Task set:
A – Duplicate the part of the passage on the Company's management and accounting policies starting with "The Company is" and going on through "the Company's business.".
B – Go on with the passage on the Company's management and accounting policies, writing on from its final sentence.

The Company is managed by Arrived Fund Manager, LLC ("Manager"), which is a wholly-owned subsidiary of the Company's sponsor, Arrived Holdings, Inc. ("Sponsor"). The Manager will be responsible for directing the management of the Company's business and affairs, managing the day-to-day affairs, and implementing the Company's investment strategy. The Manager has a unilateral ability to amend the operating agreement and the allocation policy in certain circumstances without the consent of the investors. Our common shareholders do not elect or vote on the Company's Manager and have only limited voting rights on matters affecting the Company's business, and therefore limited ability to influence decisions regarding the Company's business.

The Manager has sole discretion in determining what distributions, if any, are made to interest holders except as otherwise limited by law or the operating agreement. The Company expects the Manager to make distributions on a monthly basis. However, the Manager may change the timing of distributions or determine that no distributions shall be made, in its sole discretion.

NOTE 2: SUMMARY OF SIGNIFICANT ACCOUNTING POLICIES

Basis of Presentation

The accounting and reporting policies of the Company conform to accounting principles generally accepted in the United States of America (GAAP).

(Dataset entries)
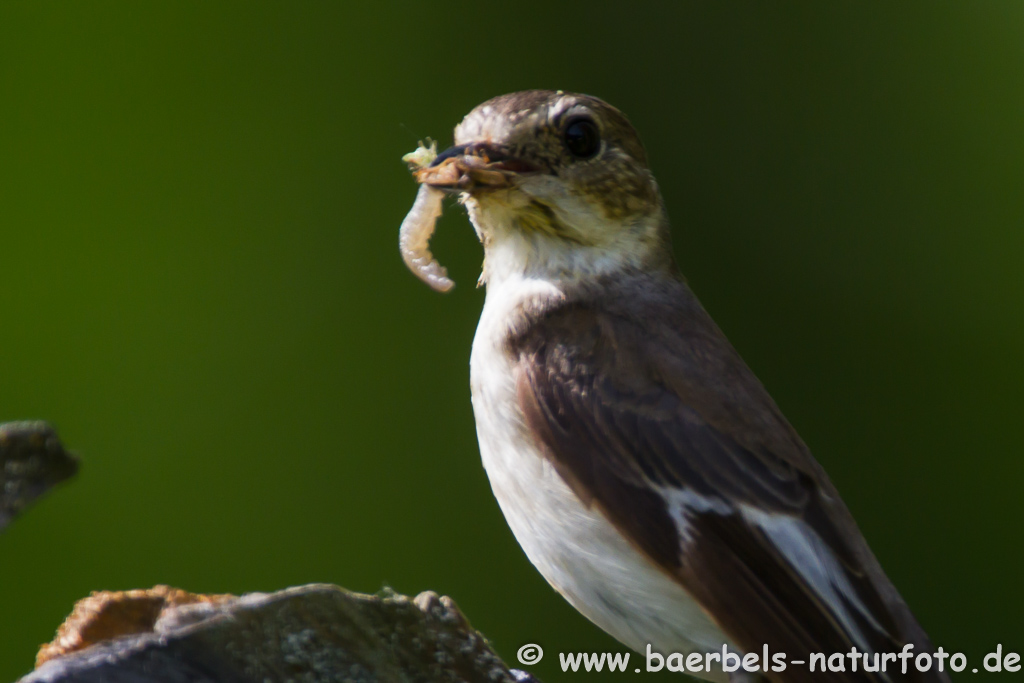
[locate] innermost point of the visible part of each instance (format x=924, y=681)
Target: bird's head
x=557, y=185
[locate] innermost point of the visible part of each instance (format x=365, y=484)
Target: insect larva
x=414, y=239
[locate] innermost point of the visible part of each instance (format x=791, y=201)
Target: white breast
x=576, y=548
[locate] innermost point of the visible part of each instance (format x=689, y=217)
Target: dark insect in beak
x=475, y=166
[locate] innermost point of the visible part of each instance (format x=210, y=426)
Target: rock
x=306, y=634
x=32, y=461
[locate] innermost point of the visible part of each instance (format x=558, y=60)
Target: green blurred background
x=200, y=284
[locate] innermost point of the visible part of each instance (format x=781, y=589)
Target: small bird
x=641, y=465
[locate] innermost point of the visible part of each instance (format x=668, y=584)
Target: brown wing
x=649, y=414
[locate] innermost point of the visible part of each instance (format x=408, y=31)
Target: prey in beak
x=471, y=167
x=463, y=168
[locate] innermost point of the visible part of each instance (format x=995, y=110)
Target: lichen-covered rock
x=32, y=460
x=309, y=634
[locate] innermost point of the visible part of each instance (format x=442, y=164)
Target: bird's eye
x=582, y=138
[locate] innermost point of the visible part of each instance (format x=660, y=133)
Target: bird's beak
x=474, y=167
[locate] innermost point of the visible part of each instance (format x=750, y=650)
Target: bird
x=641, y=465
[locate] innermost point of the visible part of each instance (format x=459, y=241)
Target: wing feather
x=652, y=417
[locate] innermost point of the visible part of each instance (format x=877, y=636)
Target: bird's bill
x=473, y=167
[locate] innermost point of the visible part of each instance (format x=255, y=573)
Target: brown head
x=560, y=178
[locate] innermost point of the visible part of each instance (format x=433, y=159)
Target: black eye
x=582, y=138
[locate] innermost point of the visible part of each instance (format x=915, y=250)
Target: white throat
x=514, y=250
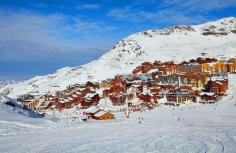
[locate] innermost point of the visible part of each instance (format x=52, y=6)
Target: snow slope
x=7, y=82
x=201, y=128
x=16, y=107
x=176, y=43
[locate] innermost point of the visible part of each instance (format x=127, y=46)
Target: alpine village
x=202, y=80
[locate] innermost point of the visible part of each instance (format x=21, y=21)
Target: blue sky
x=39, y=36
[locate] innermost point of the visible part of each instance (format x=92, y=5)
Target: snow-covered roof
x=92, y=109
x=207, y=93
x=100, y=113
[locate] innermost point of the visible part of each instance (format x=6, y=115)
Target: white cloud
x=89, y=6
x=27, y=36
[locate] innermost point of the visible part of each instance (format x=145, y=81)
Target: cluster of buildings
x=201, y=80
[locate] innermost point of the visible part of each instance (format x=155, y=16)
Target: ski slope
x=200, y=129
x=176, y=43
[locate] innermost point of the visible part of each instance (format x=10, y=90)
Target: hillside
x=176, y=43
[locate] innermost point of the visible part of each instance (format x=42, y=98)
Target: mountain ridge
x=176, y=43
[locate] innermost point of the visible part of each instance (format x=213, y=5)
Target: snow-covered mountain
x=7, y=82
x=176, y=43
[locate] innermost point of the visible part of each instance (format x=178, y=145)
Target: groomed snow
x=180, y=44
x=200, y=129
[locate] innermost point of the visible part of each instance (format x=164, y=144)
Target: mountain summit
x=176, y=43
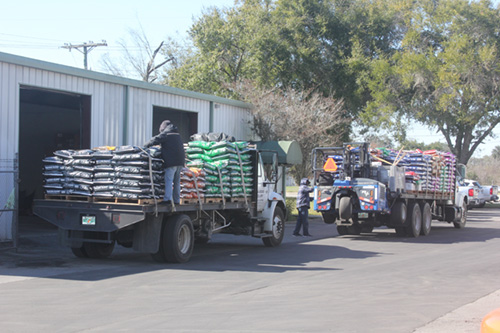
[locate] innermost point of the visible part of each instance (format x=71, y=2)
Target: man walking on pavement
x=303, y=204
x=174, y=157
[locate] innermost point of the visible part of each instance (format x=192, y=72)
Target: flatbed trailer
x=91, y=226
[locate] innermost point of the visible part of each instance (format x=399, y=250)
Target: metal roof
x=44, y=65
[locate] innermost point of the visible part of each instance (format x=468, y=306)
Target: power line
x=87, y=47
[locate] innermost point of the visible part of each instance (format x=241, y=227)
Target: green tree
x=300, y=44
x=445, y=74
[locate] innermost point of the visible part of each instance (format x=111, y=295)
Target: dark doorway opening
x=48, y=121
x=186, y=122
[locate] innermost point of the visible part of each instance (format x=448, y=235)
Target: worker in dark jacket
x=303, y=204
x=174, y=157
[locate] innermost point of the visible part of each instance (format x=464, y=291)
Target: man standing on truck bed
x=172, y=151
x=303, y=204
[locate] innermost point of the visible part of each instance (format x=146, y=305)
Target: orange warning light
x=330, y=165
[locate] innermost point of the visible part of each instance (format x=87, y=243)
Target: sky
x=38, y=29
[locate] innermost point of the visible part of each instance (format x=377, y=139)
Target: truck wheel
x=342, y=230
x=278, y=229
x=426, y=218
x=398, y=214
x=177, y=239
x=345, y=208
x=463, y=217
x=401, y=231
x=328, y=218
x=415, y=226
x=79, y=252
x=354, y=229
x=367, y=229
x=98, y=250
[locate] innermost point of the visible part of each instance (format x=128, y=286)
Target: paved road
x=445, y=282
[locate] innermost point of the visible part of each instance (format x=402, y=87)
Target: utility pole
x=87, y=47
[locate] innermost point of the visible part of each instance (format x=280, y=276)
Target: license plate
x=88, y=220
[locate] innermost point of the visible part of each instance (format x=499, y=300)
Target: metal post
x=15, y=216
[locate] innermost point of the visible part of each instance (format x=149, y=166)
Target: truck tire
x=354, y=229
x=415, y=216
x=342, y=230
x=398, y=214
x=426, y=218
x=79, y=252
x=401, y=231
x=345, y=208
x=463, y=218
x=328, y=217
x=98, y=250
x=177, y=239
x=278, y=229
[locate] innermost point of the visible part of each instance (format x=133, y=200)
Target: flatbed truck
x=91, y=226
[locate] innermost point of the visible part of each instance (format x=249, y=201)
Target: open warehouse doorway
x=186, y=122
x=48, y=121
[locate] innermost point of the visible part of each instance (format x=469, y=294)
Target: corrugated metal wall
x=121, y=109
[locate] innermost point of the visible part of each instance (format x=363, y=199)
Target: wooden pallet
x=125, y=201
x=69, y=197
x=190, y=201
x=214, y=200
x=238, y=199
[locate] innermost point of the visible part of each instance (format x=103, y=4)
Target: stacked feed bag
x=69, y=172
x=227, y=166
x=193, y=183
x=425, y=170
x=106, y=172
x=138, y=173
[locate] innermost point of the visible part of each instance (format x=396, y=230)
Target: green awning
x=289, y=152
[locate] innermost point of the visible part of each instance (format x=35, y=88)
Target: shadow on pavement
x=40, y=256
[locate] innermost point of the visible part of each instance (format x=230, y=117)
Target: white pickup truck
x=484, y=193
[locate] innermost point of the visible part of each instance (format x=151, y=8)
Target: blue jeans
x=173, y=184
x=302, y=221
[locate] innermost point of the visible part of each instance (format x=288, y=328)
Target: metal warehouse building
x=45, y=107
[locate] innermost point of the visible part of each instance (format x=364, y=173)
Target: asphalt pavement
x=39, y=248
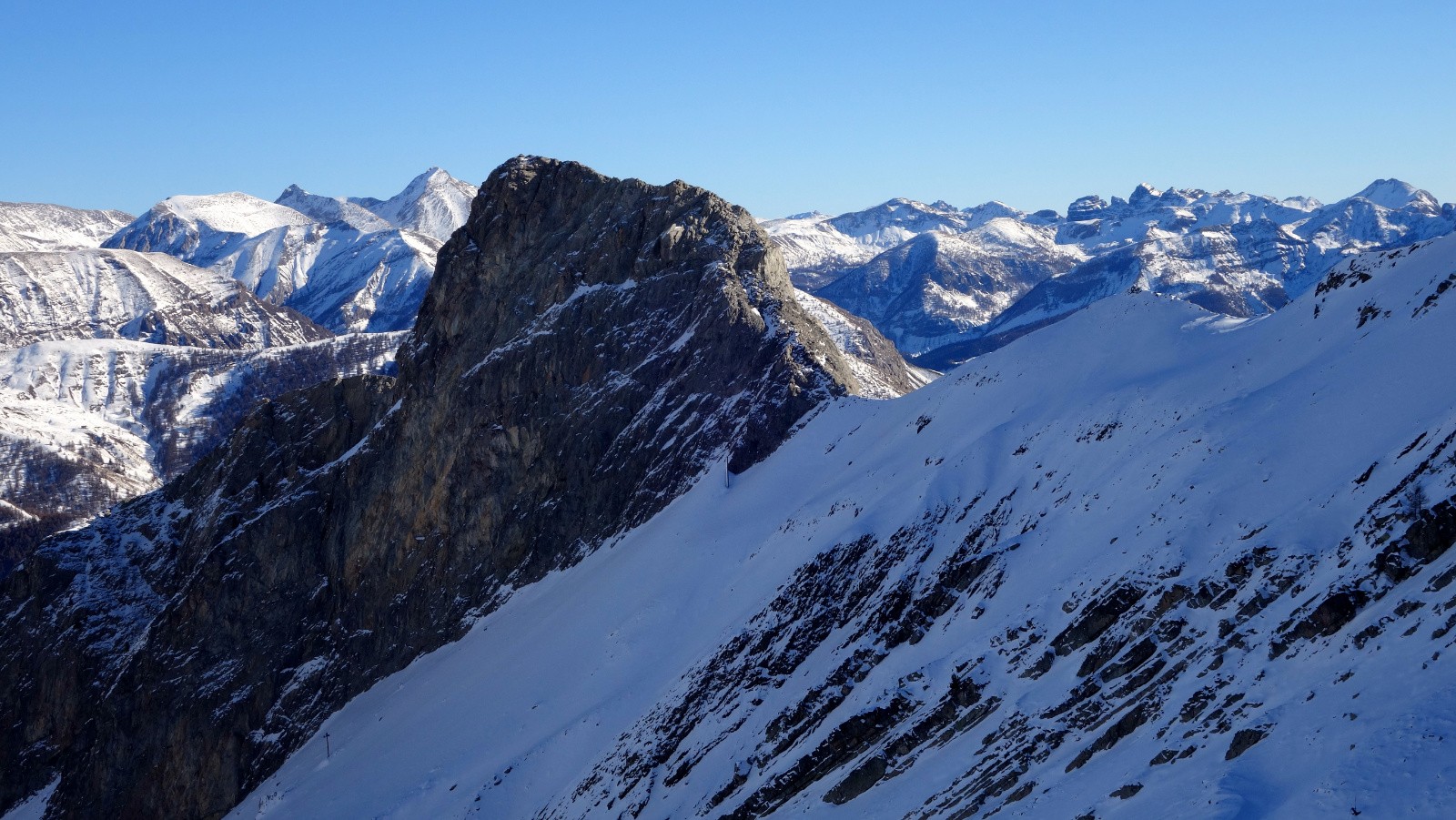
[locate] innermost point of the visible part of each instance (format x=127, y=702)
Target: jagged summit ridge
x=378, y=519
x=349, y=264
x=1110, y=568
x=1239, y=252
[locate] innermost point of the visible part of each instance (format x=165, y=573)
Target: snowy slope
x=349, y=264
x=819, y=247
x=35, y=226
x=204, y=229
x=140, y=296
x=1145, y=562
x=332, y=210
x=433, y=204
x=87, y=422
x=938, y=286
x=1232, y=252
x=875, y=363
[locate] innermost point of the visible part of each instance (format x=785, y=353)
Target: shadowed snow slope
x=1147, y=562
x=35, y=226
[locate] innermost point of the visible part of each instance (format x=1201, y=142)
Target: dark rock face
x=587, y=349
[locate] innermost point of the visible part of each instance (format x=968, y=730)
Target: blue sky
x=779, y=106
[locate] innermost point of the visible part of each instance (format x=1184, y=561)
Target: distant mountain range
x=349, y=264
x=945, y=283
x=618, y=539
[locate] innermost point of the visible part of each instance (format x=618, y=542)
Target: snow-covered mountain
x=82, y=295
x=118, y=369
x=1108, y=570
x=1244, y=252
x=1148, y=561
x=349, y=264
x=434, y=204
x=880, y=370
x=938, y=286
x=35, y=226
x=89, y=422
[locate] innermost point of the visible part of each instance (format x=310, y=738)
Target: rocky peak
x=1087, y=208
x=353, y=526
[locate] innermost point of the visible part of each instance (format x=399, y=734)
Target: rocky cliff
x=587, y=349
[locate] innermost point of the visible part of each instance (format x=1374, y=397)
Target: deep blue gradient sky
x=778, y=106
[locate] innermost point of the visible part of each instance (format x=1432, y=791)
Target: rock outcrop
x=587, y=349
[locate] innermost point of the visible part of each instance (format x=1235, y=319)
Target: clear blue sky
x=778, y=106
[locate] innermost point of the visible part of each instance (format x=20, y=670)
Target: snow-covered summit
x=349, y=264
x=434, y=204
x=102, y=293
x=1395, y=194
x=332, y=210
x=1242, y=252
x=1116, y=568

Set of answers:
A –
The Company is managed by Arrived Fund Manager, LLC ("Manager"), which is a wholly-owned subsidiary of the Company's sponsor, Arrived Holdings, Inc. ("Sponsor"). The Manager will be responsible for directing the management of the Company's business and affairs, managing the day-to-day affairs, and implementing the Company's investment strategy. The Manager has a unilateral ability to amend the operating agreement and the allocation policy in certain circumstances without the consent of the investors. Our common shareholders do not elect or vote on the Company's Manager and have only limited voting rights on matters affecting the Company's business, and therefore limited ability to influence decisions regarding the Company's business.

B –
The Company has adopted a calendar year as its fiscal year.

The Company is an emerging growth company as the term is used in The Jumpstart Our Business Startups Act, enacted on April 5, 2012, and has elected to comply with certain reduced public company reporting requirements, however, the Company may adopt accounting standards based on the effective dates for public entities.

Use of Estimates

The preparation of the financial statements in conformity with GAAP requires management to make estimates and assumptions that affect the reported amounts of assets and liabilities, and disclosures of contingent assets and liabilities at the date of the financial statements and the reported amounts of revenues and expenses during the reporting period. Actual results could differ significantly from those estimates.

Deferred Offering Costs

The Company complies with the requirements of the Financial Accounting Standards Board ("FASB") Accounting Standards Codification ("ASC") 340-10-S99-1 with regards to offering costs. Prior to the completion of an offering, offering costs are capitalized. The deferred offering costs are charged to members' equity upon the completion of an offering or to expense if the offering is not completed. Offering costs include offering expense reimbursements and sourcing fees as noted below.

F-6

Sourcing Fee - Sponsor or its Affiliate

The Company pays up to 3.50% of the total purchase price of any property which the Company acquires. With respect to debt investments in residential real estate loans, the borrower will pay up to 2.0% of the amount funded by the Company, the Sponsor or affiliates of the Sponsor to acquire or originate such residential real estate loans. All such sourcing fees will be paid to the Sponsor.

Real Estate Commissions and Rebates - Sponsor or its Affiliate

In connection with asset purchases, the Company may receive a commission or rebate from the real estate agent in connection with the commission paid by the original property seller to the real estate agent.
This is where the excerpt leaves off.